→ Goal of the exercise:
Which lines of the entries contain the string "wall"? Please find them and copy them.

→ Records provided:
╭──

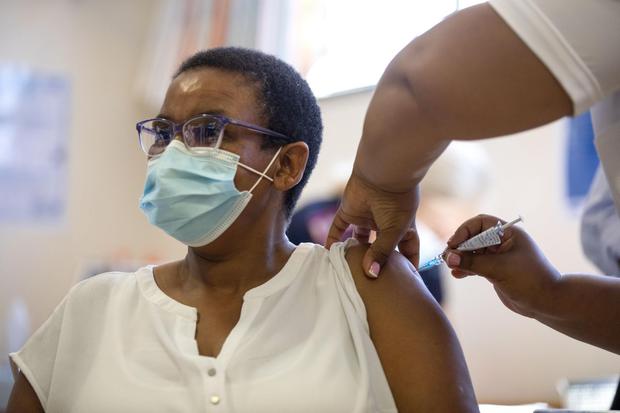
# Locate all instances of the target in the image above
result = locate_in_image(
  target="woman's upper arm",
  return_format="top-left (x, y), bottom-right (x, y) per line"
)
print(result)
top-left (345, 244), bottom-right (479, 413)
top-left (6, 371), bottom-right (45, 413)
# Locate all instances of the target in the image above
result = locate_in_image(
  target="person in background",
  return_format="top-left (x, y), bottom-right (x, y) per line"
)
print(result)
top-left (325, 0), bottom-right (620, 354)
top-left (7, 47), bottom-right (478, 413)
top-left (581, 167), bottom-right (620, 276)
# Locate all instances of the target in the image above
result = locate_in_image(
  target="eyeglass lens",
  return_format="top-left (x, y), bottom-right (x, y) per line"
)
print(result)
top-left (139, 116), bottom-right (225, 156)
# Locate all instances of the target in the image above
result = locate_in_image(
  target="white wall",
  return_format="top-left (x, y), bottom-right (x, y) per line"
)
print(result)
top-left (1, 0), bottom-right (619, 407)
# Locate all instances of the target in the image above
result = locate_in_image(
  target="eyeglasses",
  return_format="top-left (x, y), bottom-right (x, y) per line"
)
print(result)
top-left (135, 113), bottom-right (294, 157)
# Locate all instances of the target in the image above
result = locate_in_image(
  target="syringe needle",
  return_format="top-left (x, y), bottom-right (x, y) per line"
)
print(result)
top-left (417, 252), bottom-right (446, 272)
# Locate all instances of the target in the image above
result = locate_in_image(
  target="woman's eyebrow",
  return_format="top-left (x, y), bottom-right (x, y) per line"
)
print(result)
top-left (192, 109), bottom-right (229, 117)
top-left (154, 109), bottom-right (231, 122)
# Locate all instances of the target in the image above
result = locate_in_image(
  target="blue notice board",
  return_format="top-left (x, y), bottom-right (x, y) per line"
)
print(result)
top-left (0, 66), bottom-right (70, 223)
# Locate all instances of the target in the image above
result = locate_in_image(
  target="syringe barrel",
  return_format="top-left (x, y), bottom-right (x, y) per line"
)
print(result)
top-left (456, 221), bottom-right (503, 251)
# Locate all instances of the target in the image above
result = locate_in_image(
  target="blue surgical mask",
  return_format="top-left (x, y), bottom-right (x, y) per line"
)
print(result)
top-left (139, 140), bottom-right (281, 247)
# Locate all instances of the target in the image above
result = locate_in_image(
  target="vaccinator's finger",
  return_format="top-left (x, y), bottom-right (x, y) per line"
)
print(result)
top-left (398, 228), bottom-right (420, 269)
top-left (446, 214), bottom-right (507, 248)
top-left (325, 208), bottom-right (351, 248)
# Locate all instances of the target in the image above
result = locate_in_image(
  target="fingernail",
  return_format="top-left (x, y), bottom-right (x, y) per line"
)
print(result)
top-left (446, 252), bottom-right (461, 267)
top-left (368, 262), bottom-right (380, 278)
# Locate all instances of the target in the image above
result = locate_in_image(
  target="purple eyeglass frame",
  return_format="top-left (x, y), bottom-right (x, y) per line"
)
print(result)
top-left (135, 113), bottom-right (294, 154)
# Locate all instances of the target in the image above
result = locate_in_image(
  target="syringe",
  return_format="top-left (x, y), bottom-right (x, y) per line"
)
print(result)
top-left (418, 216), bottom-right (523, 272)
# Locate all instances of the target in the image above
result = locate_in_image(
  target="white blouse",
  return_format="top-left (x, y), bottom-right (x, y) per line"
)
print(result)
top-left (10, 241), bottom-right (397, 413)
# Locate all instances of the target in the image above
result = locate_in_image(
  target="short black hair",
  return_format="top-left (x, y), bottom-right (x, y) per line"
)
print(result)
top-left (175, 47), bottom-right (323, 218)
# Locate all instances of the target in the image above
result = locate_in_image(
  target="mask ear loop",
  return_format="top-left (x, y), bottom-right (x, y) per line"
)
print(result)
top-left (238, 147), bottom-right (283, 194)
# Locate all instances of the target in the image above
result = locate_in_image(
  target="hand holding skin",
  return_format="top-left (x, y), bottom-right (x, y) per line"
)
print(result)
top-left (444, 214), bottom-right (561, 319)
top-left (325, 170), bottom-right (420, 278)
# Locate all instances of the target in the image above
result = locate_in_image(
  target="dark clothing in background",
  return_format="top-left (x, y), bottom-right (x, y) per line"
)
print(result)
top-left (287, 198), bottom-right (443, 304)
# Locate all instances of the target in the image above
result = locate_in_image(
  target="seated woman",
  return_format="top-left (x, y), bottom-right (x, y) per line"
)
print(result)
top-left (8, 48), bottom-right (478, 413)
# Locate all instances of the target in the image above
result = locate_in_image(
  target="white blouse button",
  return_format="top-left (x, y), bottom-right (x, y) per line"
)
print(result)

╰──
╭──

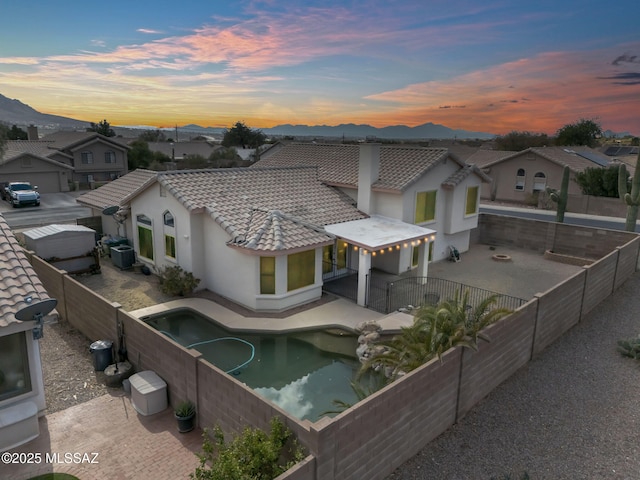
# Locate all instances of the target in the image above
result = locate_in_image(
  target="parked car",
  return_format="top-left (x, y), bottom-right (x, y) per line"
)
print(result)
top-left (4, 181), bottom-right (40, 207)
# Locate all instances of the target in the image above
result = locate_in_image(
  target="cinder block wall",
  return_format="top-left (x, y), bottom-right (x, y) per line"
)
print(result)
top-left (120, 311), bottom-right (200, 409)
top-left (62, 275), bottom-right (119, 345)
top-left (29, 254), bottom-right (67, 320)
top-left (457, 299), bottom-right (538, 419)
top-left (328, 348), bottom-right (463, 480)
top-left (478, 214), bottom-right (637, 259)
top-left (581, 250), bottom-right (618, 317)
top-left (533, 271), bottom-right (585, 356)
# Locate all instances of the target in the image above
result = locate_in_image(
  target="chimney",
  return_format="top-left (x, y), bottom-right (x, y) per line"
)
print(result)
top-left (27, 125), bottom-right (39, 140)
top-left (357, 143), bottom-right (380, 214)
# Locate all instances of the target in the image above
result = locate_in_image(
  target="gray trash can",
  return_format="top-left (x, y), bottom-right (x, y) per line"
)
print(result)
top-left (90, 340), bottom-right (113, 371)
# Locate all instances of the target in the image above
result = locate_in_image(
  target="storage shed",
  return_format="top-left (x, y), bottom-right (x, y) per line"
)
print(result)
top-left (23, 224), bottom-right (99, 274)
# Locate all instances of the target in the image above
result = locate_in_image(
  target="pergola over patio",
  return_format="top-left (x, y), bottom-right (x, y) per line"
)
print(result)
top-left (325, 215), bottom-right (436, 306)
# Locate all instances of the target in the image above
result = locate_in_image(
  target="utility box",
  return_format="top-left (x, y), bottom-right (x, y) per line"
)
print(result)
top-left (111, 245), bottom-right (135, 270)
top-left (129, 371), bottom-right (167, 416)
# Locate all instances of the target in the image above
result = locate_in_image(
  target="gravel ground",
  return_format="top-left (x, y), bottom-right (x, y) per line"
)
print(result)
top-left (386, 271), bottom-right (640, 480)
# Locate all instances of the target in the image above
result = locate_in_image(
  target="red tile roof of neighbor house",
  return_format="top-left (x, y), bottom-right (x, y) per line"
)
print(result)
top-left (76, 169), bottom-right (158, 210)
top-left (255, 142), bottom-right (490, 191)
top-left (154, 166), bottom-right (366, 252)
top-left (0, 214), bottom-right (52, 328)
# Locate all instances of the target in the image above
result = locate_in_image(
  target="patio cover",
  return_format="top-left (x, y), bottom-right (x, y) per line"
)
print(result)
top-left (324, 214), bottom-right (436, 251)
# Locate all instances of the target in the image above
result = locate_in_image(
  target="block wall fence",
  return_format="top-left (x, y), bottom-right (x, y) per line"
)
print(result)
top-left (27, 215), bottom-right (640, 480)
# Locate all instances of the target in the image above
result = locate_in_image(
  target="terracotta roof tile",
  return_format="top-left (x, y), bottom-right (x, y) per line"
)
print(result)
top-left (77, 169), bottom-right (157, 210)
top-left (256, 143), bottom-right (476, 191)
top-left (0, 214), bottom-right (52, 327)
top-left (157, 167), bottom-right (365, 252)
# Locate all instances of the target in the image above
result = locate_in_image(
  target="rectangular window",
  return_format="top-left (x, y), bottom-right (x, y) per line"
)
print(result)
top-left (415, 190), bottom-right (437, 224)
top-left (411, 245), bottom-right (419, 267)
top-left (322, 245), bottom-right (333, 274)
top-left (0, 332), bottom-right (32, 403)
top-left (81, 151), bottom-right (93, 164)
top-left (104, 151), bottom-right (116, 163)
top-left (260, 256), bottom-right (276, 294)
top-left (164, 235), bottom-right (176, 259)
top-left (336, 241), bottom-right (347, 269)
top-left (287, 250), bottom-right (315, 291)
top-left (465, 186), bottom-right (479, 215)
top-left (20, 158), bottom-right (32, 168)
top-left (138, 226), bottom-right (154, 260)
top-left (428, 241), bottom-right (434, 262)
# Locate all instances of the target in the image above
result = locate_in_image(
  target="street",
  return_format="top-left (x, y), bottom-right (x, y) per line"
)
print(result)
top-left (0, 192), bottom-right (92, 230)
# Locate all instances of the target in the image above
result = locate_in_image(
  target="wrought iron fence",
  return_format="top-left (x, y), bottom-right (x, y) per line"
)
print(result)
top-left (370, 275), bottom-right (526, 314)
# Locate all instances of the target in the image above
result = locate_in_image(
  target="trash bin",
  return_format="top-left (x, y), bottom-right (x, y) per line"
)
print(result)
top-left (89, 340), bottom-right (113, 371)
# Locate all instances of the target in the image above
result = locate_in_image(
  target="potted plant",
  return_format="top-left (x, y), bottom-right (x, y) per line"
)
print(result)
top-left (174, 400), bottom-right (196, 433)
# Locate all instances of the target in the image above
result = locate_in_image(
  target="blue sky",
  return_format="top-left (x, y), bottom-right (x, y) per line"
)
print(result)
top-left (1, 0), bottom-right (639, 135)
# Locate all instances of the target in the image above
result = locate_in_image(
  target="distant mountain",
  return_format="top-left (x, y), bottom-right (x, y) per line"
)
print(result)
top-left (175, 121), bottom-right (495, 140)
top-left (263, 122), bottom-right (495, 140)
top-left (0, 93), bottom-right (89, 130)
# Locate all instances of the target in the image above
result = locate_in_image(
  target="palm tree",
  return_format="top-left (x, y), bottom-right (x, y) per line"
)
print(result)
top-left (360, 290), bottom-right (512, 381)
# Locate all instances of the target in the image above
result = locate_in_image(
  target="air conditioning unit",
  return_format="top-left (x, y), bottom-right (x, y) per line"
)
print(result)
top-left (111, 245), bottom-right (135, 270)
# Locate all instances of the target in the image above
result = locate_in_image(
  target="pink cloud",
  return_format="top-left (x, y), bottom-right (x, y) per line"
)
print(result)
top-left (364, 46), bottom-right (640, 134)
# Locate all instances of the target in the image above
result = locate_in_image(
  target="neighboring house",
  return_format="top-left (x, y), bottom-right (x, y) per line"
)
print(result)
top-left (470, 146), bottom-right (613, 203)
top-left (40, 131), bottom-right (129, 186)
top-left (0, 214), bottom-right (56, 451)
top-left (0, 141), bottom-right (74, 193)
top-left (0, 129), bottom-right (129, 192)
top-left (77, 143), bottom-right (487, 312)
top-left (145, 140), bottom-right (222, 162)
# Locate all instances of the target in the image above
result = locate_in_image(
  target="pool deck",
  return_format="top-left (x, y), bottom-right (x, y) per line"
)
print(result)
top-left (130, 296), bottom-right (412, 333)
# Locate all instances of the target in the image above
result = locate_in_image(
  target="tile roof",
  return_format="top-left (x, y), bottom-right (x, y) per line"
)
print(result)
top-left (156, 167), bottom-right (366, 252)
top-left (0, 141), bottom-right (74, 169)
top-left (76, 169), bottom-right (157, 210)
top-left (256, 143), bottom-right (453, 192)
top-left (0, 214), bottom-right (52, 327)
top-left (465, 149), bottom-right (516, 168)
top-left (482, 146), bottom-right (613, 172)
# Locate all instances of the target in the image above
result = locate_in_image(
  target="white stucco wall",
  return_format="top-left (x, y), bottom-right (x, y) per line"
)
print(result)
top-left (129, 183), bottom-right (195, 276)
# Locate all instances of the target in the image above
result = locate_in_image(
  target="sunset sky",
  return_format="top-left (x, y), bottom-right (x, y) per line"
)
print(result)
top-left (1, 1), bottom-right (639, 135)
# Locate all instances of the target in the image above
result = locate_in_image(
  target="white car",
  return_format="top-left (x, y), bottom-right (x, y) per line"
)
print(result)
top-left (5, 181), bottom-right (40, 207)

╰──
╭──

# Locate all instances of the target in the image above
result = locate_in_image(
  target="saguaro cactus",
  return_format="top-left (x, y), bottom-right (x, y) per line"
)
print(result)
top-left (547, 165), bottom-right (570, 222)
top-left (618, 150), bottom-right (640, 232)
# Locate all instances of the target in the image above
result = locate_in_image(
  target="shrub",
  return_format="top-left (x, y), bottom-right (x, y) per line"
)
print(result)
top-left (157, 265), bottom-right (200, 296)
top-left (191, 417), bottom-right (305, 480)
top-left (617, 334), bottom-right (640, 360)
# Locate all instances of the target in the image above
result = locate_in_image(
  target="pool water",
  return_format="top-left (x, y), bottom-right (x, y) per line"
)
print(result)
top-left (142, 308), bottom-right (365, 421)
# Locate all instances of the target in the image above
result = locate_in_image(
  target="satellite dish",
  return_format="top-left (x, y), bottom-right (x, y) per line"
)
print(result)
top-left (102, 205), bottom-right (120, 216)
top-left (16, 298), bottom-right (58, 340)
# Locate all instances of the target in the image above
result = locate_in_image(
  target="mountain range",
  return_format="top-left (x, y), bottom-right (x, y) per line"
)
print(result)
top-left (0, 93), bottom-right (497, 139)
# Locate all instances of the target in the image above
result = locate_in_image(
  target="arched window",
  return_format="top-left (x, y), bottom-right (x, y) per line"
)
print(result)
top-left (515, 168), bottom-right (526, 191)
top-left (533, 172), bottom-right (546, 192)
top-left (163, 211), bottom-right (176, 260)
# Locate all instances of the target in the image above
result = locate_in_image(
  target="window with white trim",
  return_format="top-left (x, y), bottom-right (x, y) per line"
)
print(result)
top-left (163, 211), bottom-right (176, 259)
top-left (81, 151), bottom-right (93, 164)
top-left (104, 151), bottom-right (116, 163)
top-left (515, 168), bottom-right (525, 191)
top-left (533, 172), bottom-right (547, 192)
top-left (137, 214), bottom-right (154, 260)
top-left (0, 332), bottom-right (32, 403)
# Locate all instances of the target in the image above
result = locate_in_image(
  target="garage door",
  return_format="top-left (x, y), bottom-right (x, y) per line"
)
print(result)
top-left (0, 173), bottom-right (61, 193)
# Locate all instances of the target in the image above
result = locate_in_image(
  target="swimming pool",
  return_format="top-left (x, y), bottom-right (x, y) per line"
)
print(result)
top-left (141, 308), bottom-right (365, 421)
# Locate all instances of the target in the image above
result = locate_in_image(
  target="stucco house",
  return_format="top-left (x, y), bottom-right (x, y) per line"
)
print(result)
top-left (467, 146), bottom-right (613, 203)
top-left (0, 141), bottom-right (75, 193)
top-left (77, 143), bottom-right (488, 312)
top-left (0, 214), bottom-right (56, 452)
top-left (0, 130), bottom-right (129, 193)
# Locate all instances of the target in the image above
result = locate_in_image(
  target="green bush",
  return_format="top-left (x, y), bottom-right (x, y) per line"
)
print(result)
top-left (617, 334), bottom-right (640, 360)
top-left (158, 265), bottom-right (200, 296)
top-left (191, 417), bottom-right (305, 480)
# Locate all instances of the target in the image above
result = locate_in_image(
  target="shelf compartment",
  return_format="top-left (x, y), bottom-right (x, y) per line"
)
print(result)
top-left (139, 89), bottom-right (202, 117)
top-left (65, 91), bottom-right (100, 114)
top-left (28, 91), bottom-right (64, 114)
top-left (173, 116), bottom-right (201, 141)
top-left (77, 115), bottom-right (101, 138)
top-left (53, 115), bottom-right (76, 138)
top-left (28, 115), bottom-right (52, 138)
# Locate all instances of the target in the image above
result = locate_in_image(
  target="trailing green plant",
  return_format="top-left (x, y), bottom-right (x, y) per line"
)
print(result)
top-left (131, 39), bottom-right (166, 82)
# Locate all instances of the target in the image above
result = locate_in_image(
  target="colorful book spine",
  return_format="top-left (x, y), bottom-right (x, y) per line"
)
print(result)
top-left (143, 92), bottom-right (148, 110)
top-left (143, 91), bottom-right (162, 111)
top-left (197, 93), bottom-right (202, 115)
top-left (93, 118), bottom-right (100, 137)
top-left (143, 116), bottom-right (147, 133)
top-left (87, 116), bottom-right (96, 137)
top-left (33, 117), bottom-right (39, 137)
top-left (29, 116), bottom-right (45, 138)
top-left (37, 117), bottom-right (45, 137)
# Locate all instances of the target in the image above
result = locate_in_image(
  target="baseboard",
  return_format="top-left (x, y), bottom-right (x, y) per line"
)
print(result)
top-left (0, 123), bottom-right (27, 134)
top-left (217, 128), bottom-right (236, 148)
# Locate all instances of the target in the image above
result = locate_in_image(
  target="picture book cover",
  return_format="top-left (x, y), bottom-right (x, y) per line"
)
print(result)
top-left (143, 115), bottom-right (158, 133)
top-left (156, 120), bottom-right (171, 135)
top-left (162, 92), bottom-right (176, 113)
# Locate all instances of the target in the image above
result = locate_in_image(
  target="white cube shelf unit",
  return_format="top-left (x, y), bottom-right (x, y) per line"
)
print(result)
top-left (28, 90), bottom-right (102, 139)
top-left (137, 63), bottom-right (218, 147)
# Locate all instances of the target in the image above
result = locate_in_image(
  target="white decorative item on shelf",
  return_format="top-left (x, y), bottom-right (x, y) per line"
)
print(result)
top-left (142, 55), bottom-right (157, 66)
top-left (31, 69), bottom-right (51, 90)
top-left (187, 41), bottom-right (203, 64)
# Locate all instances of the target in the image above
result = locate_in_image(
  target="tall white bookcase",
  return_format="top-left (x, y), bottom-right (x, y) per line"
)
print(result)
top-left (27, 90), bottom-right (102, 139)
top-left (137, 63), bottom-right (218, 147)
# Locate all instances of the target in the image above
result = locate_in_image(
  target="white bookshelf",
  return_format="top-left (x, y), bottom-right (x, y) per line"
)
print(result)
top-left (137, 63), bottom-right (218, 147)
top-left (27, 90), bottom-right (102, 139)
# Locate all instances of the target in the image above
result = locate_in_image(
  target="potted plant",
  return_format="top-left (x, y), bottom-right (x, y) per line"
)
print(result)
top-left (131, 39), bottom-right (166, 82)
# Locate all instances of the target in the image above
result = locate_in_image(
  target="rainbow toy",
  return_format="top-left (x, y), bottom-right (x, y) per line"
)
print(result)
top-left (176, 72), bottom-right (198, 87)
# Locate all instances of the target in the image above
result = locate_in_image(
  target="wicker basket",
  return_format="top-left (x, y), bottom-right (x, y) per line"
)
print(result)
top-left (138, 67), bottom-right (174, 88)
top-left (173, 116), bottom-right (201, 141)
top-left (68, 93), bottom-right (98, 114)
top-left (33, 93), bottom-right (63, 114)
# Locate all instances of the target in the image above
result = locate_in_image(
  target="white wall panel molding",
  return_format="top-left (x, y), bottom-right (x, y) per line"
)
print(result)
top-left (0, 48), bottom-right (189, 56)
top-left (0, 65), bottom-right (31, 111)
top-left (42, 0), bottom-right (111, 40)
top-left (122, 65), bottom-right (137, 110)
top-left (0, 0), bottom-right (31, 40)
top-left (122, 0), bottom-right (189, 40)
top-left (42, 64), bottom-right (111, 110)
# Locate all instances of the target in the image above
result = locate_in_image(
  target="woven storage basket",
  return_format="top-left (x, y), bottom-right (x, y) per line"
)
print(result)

╰──

→ Reply to the exercise:
  target="white wall",
  target="cinder block wall",
  target="block wall fence",
  target="white stucco wall",
  target="white wall panel molding",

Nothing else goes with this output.